풀어 볼 문제
글의 "앞에서 한참동안 전체주의에"부터 "12/18일자 기사 전문)."까지를 다시 쓰되, "전체주의"를 "권위주의"로 바꾸시오.
─── 읽을 글 ───
앞에서 한참동안 전체주의에 대해서 살펴봤는데, 마침 여기에 역행하는 아니키즘적 시각에 대한 기사가 있어서 옮겨온다. 순수한 아나키즘은 아니겠지만 흔히 그렇게 분류되기 쉬운 프루동에 대한 소갯글이다. "소유권이란 무엇인가? 그것은 도둑질이다. 노예제도란, 살인이다."(바로 밑 발췌문의 이탤릭) 라는 극단적 발언으로 유명한 그의 사상에 대한 전문가의 설명을 들어본다 (르몽드 12/18일자 기사 전문).
기사의 제목에서 보듯이 프루동이 가장 증오했던 것은 절대적 지배권(독점적 결정권)을 갖는 국가권한(l'autorité-권위,권력,관권)이고, 그것의 대체를 위한 방안으로 설정한 것이 -맑스의 프롤레타리아 독재와는 다른- 노동자 자치(l'autonomie ouvrière) 라고 한다. 노동자 자치기구를 통한 프루동의 공산주의는 아주 작은 단위체에서나 가능한 유토피아적 발상으로, 부르주아 독재든 프롤레타리아 독재든 지식분자들에 의해 지도되는 국가라는 틀을 부정하고 노동자 개인들의 자율·자유·연대를 강조한다는 측면에서 충분히 친서민적이고 친민중적인 시각으로 존중될 수도 있겠지만, 결국은 일종의 아니키즘과 통할 수밖에 없겠다. 그렇게 프루동의 아나키즘적 입장은, 일견 홉스나 루소 보다는 로크에 더 가까운 것으로, 잘못하다가는 영·미식 자유주의나 국가에 대항하는 개인주의에 빠질 위험(국가란 (자치)공동체의 확장태이지 반대개념이 아니라는 측면에서)도 내포한다 하겠다. (그러나 아래 전문가는 -스스로의 취향에 의거하여- 프루동에 대해 상당히 긍정적인 입장을 취하는 듯이 보인다.)
─── 자료 행 ───
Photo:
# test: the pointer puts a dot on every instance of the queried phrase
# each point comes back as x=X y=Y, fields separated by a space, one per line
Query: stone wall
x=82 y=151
───
완성된 답
앞에서 한참동안 권위주의에 대해서 살펴봤는데, 마침 여기에 역행하는 아니키즘적 시각에 대한 기사가 있어서 옮겨온다. 순수한 아나키즘은 아니겠지만 흔히 그렇게 분류되기 쉬운 프루동에 대한 소갯글이다. "소유권이란 무엇인가? 그것은 도둑질이다. 노예제도란, 살인이다."(바로 밑 발췌문의 이탤릭) 라는 극단적 발언으로 유명한 그의 사상에 대한 전문가의 설명을 들어본다 (르몽드 12/18일자 기사 전문).